■ **Supplied records**
▬▬▬▬▬▬▬▬▬▬

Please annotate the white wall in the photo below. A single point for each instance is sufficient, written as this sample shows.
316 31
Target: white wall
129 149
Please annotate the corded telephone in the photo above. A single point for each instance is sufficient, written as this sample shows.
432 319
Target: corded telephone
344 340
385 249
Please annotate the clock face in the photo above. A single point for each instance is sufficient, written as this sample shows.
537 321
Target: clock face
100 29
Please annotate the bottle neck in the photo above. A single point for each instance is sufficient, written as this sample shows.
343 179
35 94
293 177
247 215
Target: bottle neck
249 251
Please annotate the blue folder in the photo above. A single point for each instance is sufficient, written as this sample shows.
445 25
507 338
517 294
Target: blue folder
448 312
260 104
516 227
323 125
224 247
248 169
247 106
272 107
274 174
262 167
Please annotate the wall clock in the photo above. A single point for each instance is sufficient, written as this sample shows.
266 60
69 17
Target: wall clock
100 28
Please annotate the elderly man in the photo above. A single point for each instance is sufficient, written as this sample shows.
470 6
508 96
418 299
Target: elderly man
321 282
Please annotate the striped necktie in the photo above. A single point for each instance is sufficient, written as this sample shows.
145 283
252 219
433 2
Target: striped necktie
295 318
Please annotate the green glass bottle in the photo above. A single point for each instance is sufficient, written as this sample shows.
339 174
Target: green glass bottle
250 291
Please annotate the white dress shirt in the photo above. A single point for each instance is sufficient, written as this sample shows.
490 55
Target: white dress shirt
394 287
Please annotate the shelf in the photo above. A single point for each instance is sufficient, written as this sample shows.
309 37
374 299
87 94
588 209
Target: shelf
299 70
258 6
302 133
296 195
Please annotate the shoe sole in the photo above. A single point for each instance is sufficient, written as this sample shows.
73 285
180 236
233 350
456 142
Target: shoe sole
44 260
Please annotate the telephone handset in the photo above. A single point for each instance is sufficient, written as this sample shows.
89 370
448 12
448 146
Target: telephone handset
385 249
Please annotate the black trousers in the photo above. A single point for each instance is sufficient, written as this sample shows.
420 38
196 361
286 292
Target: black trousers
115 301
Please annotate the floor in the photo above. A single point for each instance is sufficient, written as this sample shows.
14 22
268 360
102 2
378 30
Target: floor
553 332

▬▬▬▬▬▬▬▬▬▬

■ **Task goal**
Restate the whole listing exactly, leaving out nothing.

■ **Exercise result**
Please annotate the white wall in the photo below. A single point for each instance is sufficient, written as this sample shows.
316 31
Target: white wall
129 149
Please annotate the corded telephone in the photo above. A single point for each instance is sufficient, written as this sample shows.
432 319
Target: corded telephone
344 340
385 249
Please annotate the clock face in the photo above. A single point for each instance is sufficient, written as this sample shows.
537 321
Target: clock face
100 29
Please annotate the bottle neck in the photo above. A single point for each instance is sufficient, written as this sample shows.
343 179
35 94
293 177
247 215
Target: bottle neck
249 251
Please annotate the blue folder in the photo above. A single point for each instance is sufficient, written as this sample shows.
445 25
507 338
517 294
Target: blue folder
448 312
260 104
516 227
323 125
224 247
248 169
247 106
272 107
274 174
262 167
Please annotate the wall clock in the photo above. A single point for each instance is sufficient, written as this sample shows.
266 60
69 17
Target: wall clock
100 28
Please annotate the elderly man in the photo above. A single point for each instance is sufficient, written as this sample shows.
470 6
508 96
418 299
Target: elderly man
321 282
Please annotate the striped necktie in the photo above. A single point for each instance is sufficient, written as this sample shows.
145 283
252 219
433 2
Target: striped necktie
295 318
Please annotate the green glass bottle in the photo above. A single point for each instance is sufficient, written as this sample shows.
339 174
Target: green glass bottle
250 291
Please annotate the white dress shirt in the photo above. A single point for each instance is sufficient, written as this sample shows.
490 55
Target: white dress shirt
394 287
Please annotate the shelf in the photo above. A single point for each instance is sufficient, written as this sample shows.
309 37
374 299
87 94
588 209
Target: shelf
299 70
258 6
302 133
296 195
Please annotate the shoe sole in the photo above. A single point for each instance is sufficient, written as this sample shows.
73 285
180 236
233 350
456 142
Target: shoe sole
44 260
Please annotate the telephone handset in the photo above. A single point for each instance is sufficient, written as this sample shows.
89 370
448 12
448 146
Target: telephone handset
385 249
Please annotate the black trousers in the photo above. A single point for each instance is sufficient, written as this sample shows.
420 38
196 361
286 292
Target: black trousers
115 301
Please annotate the floor in the photo above. A single point for each instance is sufficient, written as this sample shows.
14 22
268 360
102 2
378 30
Target: floor
553 332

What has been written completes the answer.